Brief:
Restate the last part of the records below word for word, beginning at the line with "Query: white building" and ending at the final line.

Available records:
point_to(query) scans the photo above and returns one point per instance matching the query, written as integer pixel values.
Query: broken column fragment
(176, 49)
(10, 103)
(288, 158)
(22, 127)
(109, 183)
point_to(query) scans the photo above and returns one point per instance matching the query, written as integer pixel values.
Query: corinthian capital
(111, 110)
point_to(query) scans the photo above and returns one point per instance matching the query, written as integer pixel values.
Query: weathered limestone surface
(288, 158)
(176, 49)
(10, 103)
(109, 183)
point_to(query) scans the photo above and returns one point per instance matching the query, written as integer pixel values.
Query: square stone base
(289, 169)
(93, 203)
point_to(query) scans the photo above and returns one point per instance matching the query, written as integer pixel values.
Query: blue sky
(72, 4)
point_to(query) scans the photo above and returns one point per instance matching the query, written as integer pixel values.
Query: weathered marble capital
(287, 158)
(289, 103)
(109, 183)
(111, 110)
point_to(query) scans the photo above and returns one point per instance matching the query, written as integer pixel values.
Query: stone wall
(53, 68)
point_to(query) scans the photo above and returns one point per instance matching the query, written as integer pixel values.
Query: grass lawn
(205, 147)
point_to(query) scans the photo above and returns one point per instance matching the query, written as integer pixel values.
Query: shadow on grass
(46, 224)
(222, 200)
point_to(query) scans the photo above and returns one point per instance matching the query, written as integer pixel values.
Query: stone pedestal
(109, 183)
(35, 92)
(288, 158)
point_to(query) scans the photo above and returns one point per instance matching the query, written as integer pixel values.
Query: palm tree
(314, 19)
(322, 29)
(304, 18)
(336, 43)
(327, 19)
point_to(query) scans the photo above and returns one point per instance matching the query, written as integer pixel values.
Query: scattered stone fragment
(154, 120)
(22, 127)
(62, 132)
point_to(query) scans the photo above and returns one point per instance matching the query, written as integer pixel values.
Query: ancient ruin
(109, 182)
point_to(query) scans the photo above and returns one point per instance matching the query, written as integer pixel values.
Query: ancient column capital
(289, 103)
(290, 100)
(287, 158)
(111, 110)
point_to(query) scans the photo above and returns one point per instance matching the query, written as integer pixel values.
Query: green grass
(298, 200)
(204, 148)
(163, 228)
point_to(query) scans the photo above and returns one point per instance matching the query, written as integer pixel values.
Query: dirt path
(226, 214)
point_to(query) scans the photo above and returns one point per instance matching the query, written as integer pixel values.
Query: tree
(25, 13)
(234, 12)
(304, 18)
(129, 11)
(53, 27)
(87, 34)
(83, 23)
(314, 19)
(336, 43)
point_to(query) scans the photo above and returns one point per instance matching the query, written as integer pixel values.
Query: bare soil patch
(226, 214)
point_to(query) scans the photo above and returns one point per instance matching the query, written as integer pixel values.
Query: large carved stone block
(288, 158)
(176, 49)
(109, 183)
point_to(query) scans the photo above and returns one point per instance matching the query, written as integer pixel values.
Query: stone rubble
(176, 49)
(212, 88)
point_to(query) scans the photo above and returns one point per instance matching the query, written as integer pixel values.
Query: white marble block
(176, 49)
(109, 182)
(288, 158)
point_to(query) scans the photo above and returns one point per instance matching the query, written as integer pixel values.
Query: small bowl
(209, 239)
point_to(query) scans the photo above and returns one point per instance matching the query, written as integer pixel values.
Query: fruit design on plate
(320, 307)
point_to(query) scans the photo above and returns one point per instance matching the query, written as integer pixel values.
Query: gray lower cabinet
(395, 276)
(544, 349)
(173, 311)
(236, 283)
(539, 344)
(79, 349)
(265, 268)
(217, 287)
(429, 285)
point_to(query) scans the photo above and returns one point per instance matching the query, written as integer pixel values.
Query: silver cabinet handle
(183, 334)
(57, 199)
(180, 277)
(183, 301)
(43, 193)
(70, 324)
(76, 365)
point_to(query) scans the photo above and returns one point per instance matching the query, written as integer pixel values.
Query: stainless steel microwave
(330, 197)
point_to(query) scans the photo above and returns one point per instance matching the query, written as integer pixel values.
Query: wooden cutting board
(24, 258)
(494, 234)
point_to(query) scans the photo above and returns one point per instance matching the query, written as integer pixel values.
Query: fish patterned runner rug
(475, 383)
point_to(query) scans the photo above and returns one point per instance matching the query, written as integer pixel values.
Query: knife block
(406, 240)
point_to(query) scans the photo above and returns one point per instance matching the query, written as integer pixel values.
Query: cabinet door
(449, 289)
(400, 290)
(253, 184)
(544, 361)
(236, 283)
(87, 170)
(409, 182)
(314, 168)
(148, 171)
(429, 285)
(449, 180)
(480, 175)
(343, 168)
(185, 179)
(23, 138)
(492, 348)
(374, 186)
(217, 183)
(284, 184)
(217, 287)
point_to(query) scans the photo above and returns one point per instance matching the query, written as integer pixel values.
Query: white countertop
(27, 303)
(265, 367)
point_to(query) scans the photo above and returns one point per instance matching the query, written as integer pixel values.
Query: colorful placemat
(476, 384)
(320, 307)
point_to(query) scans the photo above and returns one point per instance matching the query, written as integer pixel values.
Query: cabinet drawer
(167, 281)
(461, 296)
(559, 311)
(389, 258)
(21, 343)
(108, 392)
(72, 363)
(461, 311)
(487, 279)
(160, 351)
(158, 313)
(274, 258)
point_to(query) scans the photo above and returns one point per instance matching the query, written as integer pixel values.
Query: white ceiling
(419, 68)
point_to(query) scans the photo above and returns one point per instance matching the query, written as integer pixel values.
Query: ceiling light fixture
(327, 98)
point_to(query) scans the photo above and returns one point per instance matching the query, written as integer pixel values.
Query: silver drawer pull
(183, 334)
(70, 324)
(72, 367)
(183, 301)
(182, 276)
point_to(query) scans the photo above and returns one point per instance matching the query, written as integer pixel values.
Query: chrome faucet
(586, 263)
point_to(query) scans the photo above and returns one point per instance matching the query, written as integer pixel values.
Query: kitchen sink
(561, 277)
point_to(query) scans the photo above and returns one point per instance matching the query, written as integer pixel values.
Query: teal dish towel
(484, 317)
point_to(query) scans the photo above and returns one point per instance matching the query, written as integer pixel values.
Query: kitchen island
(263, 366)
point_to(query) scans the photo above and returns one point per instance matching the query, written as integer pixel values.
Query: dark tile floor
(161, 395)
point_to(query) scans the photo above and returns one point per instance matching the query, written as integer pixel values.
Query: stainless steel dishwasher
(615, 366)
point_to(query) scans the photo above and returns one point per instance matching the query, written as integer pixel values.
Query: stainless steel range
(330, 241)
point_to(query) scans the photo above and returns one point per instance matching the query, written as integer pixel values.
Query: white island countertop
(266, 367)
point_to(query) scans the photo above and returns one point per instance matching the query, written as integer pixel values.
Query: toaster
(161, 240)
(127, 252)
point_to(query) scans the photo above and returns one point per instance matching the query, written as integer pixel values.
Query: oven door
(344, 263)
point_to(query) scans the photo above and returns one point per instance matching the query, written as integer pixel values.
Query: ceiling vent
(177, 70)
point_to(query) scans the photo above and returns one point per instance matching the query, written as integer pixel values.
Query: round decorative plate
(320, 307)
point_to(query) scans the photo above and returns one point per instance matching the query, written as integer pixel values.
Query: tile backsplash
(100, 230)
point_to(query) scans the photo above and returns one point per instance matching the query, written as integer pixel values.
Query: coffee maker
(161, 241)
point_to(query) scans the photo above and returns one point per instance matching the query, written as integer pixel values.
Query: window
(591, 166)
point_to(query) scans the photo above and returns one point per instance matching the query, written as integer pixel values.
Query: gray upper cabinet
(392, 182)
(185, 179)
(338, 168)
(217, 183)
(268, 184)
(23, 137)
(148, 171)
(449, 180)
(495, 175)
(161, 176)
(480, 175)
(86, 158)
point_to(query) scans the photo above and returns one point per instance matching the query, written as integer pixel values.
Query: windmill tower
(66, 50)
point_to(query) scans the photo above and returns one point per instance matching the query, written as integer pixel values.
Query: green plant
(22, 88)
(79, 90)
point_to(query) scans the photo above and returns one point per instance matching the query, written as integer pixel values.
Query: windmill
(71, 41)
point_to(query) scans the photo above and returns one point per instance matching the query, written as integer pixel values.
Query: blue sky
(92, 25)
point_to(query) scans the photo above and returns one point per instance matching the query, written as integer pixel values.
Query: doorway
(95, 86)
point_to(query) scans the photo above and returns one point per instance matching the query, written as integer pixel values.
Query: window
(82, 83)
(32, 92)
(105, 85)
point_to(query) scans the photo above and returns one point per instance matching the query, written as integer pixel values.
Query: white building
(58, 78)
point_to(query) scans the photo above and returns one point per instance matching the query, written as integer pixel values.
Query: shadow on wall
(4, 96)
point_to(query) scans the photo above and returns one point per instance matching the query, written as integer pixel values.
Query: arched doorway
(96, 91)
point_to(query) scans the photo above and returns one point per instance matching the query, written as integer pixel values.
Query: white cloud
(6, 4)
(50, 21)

Answer to the exercise:
Query: white building
(58, 78)
point_to(query) scans the photo above and returns one point per instance matching the query, written as integer pixel values.
Query: shadow on wall
(4, 96)
point_to(query) scans the photo above and returns one point per instance matching the query, written as integer pixel values.
Query: arched doorway
(96, 91)
point_to(query) scans the photo above and returns one point per instance matching the query, written as integer pixel values.
Query: white cloud
(6, 4)
(50, 21)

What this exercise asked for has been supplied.